Excerpts of bounding box data

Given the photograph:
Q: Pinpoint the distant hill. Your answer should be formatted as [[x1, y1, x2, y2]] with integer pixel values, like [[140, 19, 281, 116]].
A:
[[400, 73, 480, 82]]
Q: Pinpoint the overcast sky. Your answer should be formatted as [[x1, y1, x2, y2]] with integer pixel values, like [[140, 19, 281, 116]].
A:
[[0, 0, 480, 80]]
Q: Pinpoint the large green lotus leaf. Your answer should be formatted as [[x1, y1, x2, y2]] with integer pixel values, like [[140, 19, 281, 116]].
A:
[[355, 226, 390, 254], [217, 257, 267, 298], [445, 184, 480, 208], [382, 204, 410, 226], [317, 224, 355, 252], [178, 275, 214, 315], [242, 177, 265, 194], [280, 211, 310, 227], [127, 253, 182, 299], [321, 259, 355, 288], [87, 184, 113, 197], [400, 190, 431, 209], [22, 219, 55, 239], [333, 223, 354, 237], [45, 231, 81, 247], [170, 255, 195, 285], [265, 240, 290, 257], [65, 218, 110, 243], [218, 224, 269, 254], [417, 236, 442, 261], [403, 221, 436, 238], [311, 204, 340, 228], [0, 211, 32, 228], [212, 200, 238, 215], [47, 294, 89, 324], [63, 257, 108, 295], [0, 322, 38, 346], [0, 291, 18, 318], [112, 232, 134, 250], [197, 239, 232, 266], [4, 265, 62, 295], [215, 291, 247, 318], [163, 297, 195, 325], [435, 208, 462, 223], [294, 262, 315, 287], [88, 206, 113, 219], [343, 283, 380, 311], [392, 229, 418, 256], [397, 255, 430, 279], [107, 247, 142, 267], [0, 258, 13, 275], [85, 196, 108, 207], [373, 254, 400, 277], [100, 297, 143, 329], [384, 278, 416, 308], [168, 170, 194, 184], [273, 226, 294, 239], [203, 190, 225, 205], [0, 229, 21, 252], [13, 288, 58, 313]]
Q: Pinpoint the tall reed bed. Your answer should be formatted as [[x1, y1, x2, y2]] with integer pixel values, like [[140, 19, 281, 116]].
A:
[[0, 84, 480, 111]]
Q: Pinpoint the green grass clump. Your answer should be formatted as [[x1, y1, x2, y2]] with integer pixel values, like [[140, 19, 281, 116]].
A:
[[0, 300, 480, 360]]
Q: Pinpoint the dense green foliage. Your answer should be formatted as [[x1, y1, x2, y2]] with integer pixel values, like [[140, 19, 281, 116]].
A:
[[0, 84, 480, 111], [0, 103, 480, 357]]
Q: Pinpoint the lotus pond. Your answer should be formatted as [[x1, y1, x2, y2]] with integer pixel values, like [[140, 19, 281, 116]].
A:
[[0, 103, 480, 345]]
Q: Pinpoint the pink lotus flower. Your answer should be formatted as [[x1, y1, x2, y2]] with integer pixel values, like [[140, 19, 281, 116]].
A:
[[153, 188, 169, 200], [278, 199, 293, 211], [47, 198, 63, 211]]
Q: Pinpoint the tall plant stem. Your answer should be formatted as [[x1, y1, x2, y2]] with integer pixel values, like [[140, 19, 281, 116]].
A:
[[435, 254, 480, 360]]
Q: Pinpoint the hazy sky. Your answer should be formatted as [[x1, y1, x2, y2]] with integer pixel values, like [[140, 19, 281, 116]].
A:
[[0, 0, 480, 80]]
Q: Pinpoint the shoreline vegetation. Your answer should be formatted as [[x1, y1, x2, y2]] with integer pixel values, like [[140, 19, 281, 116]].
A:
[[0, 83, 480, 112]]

Task prompt. Extract, unchanged, every line from the one containing "Q: Pinpoint the hazy" through the end of the entries above, including both of those ends.

Task output.
Q: Pinpoint the hazy sky. Your answer should be formatted as [[x1, y1, x2, y2]] with integer pixel values, like [[140, 19, 281, 116]].
A:
[[0, 0, 480, 80]]
Q: Pinpoint the shoreline vegetation. Your answer should be formatted as [[x1, y1, x2, y2]] with integer pixel values, like [[140, 19, 281, 116]].
A:
[[0, 83, 480, 112]]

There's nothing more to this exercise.